## Start DATA FOR THIS TASK

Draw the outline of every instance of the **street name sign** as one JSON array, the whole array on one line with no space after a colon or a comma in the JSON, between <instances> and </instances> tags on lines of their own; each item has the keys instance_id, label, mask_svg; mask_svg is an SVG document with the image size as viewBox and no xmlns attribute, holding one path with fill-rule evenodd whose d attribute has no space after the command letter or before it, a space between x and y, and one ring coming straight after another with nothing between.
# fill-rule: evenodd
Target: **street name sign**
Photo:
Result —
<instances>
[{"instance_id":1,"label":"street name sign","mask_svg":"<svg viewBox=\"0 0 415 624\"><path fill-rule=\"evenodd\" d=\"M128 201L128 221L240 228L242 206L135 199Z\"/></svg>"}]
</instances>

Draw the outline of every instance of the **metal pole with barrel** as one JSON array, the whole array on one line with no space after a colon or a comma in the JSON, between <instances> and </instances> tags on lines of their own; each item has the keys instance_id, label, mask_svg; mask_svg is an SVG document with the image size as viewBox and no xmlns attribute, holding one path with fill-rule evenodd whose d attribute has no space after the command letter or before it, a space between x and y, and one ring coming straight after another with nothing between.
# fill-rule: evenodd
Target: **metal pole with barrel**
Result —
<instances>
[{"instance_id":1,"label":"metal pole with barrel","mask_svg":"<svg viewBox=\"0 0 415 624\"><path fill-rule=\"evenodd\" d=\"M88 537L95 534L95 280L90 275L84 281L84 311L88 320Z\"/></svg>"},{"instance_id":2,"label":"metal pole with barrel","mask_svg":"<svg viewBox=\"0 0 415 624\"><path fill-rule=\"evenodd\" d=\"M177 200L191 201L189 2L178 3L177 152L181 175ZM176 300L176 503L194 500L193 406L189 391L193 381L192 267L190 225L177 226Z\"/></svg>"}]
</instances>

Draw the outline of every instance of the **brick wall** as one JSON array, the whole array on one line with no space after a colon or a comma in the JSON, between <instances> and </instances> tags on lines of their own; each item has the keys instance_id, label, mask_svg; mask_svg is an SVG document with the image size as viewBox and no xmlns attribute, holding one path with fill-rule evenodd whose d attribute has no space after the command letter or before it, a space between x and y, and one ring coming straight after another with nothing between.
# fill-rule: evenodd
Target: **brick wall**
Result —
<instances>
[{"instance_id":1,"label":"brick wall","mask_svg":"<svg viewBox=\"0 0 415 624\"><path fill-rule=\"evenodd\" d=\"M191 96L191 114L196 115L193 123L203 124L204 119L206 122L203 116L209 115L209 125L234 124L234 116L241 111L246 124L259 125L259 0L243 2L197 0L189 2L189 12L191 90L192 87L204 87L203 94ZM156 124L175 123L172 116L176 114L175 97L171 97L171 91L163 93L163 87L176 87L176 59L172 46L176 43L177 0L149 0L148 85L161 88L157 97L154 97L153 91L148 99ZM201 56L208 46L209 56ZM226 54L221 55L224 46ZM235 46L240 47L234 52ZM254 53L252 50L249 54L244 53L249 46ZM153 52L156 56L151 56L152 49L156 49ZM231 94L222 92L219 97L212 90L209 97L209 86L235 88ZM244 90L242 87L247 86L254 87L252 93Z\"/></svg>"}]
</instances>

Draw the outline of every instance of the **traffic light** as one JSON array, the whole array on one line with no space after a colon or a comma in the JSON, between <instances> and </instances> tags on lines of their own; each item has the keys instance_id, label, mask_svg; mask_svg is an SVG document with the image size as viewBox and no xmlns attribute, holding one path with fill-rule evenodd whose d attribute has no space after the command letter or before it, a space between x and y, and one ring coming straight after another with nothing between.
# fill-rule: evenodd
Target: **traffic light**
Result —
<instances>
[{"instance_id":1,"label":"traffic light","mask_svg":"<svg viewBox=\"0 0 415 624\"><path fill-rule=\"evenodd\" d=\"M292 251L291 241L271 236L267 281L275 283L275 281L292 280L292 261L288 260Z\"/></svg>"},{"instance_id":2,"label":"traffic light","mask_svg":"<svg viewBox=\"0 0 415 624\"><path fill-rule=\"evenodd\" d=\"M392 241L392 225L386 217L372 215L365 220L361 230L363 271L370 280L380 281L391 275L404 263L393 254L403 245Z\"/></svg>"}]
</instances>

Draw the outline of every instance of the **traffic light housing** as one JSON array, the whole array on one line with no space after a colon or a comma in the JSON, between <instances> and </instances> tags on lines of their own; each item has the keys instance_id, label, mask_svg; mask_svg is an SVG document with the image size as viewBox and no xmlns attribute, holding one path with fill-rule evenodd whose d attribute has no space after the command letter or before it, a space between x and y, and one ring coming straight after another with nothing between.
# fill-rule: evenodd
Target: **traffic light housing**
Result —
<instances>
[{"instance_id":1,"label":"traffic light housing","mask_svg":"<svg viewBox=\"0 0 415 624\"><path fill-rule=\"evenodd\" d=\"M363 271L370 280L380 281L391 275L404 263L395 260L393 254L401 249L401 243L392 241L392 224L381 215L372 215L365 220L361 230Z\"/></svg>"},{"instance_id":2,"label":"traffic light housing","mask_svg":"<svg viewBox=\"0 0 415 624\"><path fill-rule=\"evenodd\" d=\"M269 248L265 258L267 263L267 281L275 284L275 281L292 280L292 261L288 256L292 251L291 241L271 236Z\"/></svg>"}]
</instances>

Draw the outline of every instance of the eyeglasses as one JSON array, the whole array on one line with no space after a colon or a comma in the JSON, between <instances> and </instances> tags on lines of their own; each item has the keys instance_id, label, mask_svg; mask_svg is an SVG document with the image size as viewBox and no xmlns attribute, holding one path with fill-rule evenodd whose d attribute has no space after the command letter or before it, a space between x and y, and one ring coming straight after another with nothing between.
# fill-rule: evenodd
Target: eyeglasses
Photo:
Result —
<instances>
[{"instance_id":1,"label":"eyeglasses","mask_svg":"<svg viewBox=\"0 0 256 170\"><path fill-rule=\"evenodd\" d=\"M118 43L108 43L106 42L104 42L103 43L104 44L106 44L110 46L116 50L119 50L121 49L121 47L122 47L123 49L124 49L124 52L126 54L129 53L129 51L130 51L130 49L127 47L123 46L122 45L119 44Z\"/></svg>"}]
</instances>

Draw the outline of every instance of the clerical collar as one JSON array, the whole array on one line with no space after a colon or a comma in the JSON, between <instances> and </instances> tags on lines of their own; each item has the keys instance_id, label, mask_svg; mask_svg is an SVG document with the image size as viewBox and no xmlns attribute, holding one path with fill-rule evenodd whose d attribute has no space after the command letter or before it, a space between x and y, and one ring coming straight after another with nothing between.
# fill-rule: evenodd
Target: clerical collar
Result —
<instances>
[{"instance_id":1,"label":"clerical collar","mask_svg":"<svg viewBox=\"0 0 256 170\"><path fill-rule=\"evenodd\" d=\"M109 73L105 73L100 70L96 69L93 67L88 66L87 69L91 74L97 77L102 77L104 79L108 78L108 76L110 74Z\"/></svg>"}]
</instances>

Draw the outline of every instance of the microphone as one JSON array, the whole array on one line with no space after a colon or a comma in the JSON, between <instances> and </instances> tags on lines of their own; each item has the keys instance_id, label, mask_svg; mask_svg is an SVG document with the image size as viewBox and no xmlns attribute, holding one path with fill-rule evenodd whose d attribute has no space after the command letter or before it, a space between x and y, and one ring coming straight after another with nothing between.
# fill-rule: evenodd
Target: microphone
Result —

## End DATA FOR THIS TASK
## Start DATA FOR THIS TASK

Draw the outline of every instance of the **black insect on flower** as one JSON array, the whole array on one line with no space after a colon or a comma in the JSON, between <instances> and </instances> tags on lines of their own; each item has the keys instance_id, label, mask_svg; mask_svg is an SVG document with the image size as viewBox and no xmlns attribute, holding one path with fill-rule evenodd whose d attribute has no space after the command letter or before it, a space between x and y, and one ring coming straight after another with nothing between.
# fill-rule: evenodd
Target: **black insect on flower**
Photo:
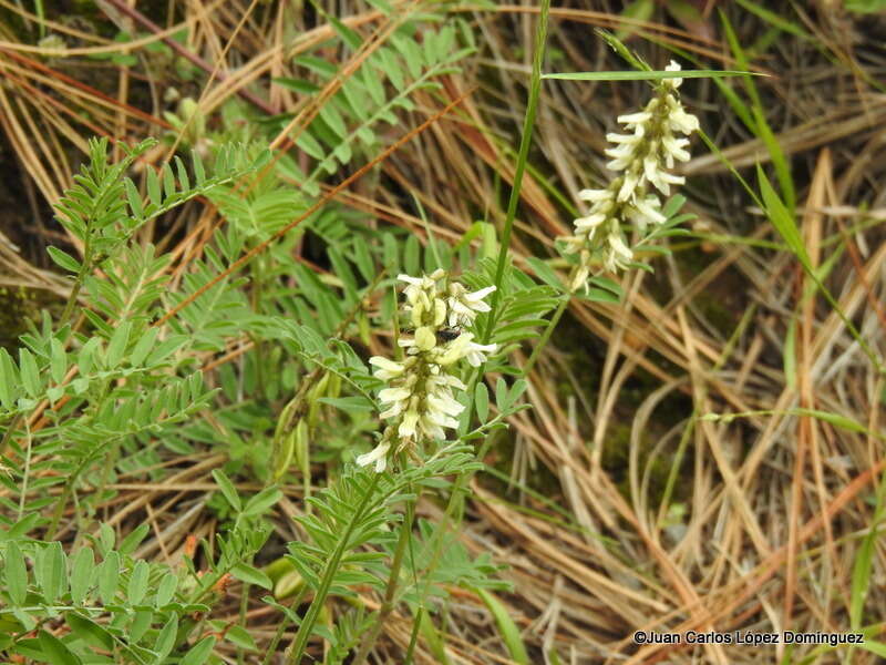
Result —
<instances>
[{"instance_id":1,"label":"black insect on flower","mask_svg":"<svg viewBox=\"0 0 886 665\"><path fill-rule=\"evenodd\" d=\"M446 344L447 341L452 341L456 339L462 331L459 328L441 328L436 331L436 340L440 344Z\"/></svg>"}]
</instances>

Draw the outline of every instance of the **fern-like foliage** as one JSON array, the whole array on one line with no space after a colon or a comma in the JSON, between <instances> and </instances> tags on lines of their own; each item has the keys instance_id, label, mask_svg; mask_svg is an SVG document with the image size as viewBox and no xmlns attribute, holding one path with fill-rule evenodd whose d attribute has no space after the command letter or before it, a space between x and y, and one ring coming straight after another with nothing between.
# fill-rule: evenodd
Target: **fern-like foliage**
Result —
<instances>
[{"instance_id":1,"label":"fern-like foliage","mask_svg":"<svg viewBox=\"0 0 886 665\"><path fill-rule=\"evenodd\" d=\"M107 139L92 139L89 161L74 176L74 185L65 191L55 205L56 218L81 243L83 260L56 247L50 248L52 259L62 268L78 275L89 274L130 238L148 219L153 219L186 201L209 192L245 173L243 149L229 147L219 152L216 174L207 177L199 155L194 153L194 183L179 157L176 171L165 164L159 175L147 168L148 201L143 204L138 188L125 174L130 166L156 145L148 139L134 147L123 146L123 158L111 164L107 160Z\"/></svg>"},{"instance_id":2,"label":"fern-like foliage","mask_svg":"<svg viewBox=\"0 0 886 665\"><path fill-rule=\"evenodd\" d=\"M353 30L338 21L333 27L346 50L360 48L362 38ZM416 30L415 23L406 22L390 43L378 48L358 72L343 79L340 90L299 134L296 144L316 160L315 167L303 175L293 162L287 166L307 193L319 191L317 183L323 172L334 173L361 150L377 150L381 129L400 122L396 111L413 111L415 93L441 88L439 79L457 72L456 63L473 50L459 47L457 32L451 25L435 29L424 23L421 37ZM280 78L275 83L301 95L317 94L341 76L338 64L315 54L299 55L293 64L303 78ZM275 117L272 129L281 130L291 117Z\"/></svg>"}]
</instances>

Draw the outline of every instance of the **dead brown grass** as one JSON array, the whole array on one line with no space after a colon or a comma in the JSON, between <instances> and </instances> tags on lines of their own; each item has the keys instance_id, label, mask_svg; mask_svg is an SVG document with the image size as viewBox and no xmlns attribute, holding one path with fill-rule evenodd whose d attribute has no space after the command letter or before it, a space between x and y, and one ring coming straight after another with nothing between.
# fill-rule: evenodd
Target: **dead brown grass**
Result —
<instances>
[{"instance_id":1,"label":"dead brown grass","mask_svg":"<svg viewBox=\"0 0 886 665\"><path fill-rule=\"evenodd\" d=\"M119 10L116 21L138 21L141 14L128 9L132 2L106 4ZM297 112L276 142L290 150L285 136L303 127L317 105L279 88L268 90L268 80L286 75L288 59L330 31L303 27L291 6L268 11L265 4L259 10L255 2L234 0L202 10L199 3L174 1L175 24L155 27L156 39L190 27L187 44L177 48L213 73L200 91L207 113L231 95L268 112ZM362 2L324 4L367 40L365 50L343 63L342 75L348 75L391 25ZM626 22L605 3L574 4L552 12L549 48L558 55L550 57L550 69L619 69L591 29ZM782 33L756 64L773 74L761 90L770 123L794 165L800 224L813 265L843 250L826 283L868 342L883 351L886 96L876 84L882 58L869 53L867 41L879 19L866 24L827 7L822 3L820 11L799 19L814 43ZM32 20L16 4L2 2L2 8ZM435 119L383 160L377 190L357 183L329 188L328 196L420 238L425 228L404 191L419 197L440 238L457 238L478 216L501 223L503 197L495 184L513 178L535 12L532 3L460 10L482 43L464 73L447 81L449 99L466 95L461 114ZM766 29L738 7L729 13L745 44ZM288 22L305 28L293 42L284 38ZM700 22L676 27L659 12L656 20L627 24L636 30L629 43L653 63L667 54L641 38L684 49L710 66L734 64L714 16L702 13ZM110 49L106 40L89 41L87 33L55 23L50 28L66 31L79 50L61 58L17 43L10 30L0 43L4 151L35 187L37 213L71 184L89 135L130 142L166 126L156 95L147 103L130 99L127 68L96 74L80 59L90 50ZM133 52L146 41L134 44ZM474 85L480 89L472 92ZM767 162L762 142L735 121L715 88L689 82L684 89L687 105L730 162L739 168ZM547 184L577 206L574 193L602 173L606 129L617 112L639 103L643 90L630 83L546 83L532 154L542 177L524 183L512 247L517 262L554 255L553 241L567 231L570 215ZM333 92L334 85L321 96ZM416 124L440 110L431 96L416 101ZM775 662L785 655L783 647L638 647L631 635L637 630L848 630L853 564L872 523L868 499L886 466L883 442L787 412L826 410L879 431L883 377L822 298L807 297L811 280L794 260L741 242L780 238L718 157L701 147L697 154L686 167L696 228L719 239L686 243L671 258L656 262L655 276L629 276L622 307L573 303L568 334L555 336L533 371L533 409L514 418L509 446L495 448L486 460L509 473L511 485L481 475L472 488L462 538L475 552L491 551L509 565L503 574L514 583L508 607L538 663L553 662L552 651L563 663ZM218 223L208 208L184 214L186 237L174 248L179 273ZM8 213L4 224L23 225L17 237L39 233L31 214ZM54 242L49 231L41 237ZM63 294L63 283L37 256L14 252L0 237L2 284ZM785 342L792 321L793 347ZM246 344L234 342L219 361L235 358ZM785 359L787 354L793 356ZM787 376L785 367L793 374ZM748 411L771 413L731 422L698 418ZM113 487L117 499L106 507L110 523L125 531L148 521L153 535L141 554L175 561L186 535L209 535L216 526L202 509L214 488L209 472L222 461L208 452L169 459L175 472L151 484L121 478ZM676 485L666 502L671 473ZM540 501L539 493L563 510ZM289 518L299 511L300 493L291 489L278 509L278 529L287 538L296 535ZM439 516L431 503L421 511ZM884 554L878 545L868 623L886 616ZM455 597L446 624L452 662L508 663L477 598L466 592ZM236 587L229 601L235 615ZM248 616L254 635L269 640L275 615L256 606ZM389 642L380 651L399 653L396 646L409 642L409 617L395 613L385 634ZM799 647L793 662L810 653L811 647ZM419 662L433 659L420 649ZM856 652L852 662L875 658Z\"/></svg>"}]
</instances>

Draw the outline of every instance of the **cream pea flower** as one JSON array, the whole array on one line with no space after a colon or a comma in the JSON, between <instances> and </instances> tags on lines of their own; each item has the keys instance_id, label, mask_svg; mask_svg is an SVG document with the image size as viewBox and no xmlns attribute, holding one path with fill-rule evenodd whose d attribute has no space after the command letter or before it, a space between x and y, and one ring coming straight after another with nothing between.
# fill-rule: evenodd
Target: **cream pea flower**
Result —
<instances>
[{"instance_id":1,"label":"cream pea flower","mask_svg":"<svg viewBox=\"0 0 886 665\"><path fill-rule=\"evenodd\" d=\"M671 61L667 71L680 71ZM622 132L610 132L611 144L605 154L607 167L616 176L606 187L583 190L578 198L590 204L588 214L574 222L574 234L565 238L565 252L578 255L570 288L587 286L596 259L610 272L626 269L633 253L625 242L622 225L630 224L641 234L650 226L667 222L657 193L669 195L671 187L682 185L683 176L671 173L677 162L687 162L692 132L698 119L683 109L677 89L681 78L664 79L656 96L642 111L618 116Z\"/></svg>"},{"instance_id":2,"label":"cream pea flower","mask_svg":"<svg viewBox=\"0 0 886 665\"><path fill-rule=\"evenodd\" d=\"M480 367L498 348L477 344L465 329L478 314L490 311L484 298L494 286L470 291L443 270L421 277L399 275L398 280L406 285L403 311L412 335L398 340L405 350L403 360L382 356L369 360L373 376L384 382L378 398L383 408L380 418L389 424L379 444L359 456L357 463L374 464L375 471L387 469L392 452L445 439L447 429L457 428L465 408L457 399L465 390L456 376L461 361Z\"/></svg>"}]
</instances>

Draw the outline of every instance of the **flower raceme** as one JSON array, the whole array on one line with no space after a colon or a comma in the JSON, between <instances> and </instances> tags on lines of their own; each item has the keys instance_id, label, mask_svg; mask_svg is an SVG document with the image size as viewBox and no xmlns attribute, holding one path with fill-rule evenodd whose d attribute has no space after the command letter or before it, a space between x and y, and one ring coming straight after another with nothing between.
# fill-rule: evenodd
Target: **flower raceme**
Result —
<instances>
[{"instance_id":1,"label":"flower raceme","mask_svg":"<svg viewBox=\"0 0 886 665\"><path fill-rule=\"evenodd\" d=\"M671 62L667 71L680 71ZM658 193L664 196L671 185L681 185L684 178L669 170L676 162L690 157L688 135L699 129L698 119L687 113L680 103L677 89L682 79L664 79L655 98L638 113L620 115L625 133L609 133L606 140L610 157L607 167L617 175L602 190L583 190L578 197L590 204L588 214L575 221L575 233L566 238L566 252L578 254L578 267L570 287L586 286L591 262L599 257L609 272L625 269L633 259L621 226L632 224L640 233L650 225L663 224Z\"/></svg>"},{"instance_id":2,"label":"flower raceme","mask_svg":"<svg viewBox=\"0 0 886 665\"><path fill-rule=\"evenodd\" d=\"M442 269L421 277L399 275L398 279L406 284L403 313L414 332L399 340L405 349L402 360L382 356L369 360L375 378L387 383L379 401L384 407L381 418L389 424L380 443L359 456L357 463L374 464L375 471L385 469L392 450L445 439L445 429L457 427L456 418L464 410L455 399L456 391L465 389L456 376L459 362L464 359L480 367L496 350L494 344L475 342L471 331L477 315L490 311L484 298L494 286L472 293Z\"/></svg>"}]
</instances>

## End DATA FOR THIS TASK

> **GOAL OF THE EXERCISE**:
Show each line of the entries above that contains the word "black", copied in full. Case counts when matching.

> **EXPECTED ANSWER**:
Draw the outline of every instance of the **black insect on flower** as one JSON array, the whole array on one line with no space after a colon or a comma in the JSON, between <instances> and </instances> tags on lines of their own; each item has the keys instance_id, label, mask_svg; mask_svg is an SVG document with the image size as viewBox and no xmlns attribute, holding one path with fill-rule evenodd whose d attribute has no space after the command letter or before it, a space between x and y, and one ring coming straight after another with nothing between.
Target: **black insect on flower**
[{"instance_id":1,"label":"black insect on flower","mask_svg":"<svg viewBox=\"0 0 886 665\"><path fill-rule=\"evenodd\" d=\"M446 344L447 341L452 341L456 339L462 331L459 328L441 328L436 331L436 340L440 344Z\"/></svg>"}]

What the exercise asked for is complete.